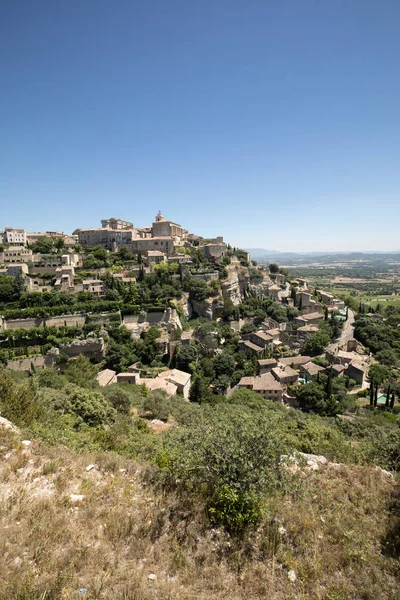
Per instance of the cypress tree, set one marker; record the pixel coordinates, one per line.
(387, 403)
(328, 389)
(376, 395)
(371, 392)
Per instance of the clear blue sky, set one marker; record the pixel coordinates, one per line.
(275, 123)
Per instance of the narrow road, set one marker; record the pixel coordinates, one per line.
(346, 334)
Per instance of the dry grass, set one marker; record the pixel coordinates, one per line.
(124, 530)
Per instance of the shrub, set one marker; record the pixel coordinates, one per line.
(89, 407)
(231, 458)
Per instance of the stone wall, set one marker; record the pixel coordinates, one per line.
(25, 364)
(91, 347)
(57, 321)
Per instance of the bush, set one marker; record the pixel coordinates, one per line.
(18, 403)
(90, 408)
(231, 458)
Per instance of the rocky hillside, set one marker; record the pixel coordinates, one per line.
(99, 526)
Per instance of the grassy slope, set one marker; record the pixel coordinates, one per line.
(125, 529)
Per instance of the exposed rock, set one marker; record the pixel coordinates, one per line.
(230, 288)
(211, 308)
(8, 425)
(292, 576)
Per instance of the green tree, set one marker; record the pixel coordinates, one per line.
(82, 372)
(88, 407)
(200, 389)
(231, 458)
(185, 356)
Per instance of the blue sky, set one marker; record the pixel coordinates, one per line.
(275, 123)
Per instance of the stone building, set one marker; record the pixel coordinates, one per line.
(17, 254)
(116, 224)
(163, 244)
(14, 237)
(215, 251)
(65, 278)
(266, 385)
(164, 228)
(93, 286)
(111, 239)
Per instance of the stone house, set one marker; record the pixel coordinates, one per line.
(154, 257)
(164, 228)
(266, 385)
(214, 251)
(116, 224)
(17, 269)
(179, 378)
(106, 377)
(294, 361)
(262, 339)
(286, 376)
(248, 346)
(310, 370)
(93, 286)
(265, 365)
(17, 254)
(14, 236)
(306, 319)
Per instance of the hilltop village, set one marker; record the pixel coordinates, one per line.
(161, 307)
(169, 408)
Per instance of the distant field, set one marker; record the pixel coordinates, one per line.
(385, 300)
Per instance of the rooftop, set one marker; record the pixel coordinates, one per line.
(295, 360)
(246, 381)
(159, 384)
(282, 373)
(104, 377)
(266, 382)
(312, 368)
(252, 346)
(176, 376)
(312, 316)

* * * * * * * * *

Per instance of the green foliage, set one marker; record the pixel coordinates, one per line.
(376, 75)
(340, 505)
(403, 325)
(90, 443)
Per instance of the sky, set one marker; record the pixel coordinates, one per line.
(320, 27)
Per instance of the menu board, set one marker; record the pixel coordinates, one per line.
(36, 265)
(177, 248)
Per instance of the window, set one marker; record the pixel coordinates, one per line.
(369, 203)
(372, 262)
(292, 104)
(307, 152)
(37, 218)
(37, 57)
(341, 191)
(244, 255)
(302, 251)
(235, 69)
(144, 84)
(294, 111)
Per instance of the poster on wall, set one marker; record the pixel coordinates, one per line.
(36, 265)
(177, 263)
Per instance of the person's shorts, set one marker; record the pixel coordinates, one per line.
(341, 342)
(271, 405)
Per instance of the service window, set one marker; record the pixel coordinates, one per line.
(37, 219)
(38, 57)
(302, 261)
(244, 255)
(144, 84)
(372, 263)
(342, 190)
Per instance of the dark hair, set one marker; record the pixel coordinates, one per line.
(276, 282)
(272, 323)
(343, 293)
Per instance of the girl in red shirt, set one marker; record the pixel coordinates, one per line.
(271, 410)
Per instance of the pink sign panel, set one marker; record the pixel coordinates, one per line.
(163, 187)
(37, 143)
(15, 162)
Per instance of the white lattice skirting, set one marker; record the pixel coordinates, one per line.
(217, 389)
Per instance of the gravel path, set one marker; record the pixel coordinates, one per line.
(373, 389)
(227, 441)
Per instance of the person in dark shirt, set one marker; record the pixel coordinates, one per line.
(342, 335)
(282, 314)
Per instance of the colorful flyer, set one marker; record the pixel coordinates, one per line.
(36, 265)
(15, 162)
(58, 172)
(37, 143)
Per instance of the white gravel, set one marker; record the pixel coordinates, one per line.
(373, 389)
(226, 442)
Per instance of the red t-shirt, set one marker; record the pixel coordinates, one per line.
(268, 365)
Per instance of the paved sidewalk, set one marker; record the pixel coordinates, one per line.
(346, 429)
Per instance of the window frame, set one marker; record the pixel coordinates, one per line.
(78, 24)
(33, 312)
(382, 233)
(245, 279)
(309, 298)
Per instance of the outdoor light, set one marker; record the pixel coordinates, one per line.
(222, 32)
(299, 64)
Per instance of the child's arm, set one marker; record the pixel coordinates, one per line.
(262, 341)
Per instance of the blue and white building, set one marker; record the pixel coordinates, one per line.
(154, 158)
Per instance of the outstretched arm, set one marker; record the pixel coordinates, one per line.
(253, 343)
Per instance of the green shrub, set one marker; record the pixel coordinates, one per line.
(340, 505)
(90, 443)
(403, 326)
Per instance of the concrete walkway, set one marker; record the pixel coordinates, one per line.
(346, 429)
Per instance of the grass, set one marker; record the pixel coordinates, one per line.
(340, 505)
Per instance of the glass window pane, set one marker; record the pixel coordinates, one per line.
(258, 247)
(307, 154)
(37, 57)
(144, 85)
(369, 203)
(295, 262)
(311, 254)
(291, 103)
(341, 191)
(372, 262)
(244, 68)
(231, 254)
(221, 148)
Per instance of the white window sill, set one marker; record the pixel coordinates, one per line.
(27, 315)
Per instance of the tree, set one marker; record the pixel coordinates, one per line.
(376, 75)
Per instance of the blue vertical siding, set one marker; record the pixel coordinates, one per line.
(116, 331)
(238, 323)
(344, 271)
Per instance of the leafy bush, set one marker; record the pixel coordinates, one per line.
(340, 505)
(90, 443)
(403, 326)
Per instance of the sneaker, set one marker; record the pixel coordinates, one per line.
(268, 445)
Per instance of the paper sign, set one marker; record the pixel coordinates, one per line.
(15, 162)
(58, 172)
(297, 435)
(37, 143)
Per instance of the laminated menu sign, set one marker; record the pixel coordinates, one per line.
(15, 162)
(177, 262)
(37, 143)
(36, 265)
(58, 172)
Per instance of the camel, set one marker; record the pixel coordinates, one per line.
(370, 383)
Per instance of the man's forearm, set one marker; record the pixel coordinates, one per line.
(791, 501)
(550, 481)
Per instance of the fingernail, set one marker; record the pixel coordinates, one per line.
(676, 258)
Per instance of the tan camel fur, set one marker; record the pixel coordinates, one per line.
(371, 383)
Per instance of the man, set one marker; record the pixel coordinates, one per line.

* * * * * * * * *

Transcribe the lines above between the line holding "Per instance of the laminated" and the line holding "Per instance of the man, set", inclusive, exactly as they stand and with nothing added.

-- Solved exercise --
Per instance of the laminated menu sign, set one marker; record the pixel coordinates, one per line.
(15, 162)
(177, 262)
(37, 143)
(36, 265)
(58, 172)
Per instance of the camel, set one marker; record the pixel coordinates, one per line.
(370, 383)
Per instance of the man's forearm, set one marker; record the pixel coordinates, one per line.
(791, 501)
(550, 481)
Per instance of the fingernail, set one marker; record the pixel coordinates, one per line.
(676, 258)
Per instance of the tan camel fur, set one marker; record the pixel coordinates, one per line.
(371, 383)
Per instance of the man, set one marker; record the pixel coordinates, one per line.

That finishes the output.